─── Source records

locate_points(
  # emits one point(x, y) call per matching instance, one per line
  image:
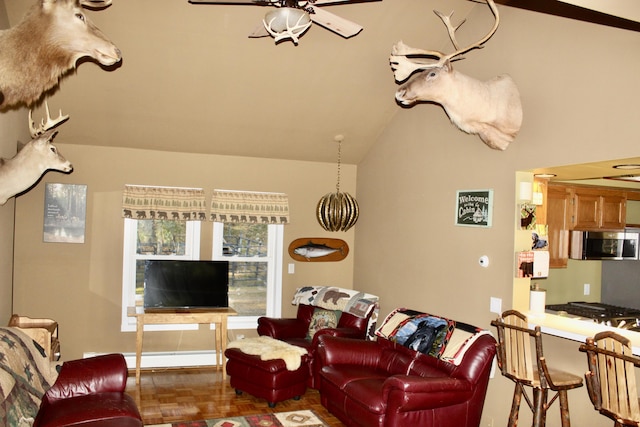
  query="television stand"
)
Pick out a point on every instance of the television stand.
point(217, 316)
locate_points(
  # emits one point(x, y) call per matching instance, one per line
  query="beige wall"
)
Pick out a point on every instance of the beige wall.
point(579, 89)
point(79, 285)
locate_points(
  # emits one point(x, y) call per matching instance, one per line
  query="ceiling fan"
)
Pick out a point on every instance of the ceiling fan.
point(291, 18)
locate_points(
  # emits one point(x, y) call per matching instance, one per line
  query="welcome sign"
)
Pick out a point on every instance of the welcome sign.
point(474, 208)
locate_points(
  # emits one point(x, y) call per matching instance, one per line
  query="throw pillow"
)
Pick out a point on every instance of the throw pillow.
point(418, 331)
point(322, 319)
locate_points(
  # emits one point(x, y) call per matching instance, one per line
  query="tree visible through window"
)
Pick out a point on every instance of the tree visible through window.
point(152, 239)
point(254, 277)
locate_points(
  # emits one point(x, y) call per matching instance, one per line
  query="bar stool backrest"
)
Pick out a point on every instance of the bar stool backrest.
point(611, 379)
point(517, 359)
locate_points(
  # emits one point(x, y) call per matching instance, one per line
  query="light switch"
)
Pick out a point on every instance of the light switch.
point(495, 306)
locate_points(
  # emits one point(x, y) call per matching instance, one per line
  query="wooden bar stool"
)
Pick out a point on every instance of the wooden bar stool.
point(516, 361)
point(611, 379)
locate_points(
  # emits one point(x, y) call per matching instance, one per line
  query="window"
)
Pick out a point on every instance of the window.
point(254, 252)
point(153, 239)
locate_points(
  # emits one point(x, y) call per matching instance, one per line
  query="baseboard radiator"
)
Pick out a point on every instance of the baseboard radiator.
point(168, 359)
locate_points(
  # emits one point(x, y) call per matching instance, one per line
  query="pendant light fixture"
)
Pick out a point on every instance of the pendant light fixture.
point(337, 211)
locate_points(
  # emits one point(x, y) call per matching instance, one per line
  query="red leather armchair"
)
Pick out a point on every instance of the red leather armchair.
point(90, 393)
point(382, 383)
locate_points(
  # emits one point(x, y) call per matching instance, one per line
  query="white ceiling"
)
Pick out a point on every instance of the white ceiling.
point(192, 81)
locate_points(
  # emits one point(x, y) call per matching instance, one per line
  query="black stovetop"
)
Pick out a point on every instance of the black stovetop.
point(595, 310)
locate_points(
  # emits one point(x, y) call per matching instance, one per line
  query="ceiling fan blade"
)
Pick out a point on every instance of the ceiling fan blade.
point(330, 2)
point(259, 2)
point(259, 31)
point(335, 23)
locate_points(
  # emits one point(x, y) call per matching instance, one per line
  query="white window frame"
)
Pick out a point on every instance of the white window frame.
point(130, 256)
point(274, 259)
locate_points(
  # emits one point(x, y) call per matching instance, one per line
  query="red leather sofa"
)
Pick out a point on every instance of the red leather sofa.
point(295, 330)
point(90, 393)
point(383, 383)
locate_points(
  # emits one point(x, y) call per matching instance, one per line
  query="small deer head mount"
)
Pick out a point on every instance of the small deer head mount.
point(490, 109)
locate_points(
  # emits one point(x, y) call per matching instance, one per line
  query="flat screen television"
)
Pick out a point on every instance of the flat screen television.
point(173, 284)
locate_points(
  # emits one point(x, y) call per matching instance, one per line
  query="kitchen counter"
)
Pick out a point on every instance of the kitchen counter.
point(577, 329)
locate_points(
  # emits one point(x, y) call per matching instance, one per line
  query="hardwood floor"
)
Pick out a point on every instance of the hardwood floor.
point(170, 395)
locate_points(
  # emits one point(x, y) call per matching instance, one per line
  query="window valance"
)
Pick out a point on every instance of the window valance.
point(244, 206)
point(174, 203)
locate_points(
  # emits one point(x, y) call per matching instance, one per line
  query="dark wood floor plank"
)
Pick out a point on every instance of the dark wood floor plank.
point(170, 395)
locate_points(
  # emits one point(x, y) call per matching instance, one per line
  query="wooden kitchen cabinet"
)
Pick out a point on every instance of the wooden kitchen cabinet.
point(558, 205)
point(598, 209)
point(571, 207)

──────
─── Source records

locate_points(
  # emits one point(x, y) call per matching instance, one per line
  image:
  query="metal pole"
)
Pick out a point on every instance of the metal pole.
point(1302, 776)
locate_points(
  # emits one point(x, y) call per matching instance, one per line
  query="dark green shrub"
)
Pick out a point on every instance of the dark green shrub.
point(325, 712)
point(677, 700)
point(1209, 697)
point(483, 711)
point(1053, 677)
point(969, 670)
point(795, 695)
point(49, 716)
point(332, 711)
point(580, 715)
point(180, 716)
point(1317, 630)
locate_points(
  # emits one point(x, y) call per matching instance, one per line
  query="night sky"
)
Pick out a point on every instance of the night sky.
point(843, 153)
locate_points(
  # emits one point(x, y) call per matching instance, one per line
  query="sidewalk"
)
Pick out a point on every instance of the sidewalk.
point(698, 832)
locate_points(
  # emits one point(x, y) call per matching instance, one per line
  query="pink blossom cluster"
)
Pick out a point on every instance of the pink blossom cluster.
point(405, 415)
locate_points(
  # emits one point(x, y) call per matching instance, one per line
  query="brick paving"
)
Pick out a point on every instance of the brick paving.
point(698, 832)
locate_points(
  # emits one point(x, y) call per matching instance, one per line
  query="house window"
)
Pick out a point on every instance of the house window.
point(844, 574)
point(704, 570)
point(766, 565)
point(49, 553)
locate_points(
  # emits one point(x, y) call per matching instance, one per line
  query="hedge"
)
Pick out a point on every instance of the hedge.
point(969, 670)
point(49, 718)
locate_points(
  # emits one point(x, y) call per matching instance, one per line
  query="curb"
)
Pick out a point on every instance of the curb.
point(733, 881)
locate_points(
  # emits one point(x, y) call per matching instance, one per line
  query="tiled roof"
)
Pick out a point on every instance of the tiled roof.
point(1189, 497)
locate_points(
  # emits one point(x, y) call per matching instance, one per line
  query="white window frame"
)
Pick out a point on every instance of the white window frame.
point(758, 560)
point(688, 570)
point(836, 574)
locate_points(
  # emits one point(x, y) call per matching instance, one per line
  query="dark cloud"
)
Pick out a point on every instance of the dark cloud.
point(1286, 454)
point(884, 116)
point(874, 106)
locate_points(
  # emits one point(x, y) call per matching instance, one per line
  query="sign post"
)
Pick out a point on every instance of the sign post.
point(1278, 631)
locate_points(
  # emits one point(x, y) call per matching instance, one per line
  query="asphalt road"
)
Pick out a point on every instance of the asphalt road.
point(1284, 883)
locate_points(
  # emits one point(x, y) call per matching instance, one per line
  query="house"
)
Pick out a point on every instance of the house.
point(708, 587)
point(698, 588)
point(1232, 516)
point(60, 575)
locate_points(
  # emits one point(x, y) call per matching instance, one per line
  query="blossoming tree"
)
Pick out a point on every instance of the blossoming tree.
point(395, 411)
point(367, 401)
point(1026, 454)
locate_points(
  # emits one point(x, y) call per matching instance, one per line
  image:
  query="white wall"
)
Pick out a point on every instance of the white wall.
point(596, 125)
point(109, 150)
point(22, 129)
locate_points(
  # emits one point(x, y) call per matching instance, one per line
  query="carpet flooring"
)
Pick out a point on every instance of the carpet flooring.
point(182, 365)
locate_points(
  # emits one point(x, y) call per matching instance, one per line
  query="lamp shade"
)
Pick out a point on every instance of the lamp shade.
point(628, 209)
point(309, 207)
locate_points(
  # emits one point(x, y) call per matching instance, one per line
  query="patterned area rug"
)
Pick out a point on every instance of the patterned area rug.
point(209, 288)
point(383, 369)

──────
─── Source records

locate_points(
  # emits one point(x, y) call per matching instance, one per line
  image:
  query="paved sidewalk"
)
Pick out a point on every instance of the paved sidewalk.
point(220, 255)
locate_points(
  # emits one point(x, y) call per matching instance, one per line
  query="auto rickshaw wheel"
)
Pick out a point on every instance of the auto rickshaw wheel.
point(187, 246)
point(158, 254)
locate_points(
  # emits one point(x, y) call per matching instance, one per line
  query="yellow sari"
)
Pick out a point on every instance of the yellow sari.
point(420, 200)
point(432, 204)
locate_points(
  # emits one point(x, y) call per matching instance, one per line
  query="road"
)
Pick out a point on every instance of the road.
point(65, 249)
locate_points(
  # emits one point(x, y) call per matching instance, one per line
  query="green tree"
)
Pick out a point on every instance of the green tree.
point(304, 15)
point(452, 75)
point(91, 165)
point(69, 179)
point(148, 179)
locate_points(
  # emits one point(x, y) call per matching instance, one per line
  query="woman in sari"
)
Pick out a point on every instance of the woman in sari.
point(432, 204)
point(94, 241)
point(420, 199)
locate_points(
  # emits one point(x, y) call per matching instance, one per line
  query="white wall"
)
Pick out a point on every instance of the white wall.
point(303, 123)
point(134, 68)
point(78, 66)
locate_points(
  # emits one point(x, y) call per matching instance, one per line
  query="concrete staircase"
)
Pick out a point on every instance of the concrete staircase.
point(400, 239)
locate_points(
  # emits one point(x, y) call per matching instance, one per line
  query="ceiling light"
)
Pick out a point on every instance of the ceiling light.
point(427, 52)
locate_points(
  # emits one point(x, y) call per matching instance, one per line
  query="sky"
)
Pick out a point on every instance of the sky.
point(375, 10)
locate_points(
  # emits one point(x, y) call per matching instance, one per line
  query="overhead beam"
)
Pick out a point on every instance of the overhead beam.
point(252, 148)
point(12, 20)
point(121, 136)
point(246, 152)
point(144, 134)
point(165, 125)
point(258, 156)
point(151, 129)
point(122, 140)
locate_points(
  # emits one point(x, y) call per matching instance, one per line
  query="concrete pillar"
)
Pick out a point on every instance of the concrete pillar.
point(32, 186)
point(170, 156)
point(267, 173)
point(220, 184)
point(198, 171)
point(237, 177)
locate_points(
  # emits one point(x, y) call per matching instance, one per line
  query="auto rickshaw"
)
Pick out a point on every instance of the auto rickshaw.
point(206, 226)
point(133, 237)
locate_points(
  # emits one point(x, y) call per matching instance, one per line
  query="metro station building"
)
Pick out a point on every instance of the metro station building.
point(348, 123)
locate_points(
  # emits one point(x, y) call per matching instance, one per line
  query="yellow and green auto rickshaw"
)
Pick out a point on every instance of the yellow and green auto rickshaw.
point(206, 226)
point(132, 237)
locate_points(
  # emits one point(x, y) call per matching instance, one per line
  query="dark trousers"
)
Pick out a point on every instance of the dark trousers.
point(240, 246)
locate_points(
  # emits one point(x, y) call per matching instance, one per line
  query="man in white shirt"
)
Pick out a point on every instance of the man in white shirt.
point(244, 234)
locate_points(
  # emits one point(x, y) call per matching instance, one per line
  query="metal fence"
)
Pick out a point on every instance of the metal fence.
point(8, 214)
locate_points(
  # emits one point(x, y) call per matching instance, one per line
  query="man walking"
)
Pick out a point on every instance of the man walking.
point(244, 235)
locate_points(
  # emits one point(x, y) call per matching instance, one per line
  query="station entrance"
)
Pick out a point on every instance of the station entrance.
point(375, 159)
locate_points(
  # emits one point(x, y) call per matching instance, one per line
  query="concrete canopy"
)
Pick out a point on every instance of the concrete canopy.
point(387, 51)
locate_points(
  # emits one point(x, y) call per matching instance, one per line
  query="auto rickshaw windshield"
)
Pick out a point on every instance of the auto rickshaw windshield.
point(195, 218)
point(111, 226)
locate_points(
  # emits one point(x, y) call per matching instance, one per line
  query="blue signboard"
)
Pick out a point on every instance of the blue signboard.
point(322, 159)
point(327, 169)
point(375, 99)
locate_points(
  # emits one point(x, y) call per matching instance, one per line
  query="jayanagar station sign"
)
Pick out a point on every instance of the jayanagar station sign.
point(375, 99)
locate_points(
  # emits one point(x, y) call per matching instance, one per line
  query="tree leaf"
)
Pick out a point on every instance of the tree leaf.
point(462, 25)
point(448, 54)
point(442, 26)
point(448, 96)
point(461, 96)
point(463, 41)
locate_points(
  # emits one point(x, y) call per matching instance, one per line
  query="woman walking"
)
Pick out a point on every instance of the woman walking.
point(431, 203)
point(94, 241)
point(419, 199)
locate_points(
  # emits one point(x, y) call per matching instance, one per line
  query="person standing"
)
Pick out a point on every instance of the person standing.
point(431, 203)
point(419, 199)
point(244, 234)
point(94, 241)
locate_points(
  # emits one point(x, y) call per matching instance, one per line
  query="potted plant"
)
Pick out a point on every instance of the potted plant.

──────

--- Exercise brief ---
Show every line of the data above that contains the string "beam", matching case exactly.

--- Solution to this exercise ---
  query="overhead beam"
Pick out a point on every instance of the overhead beam.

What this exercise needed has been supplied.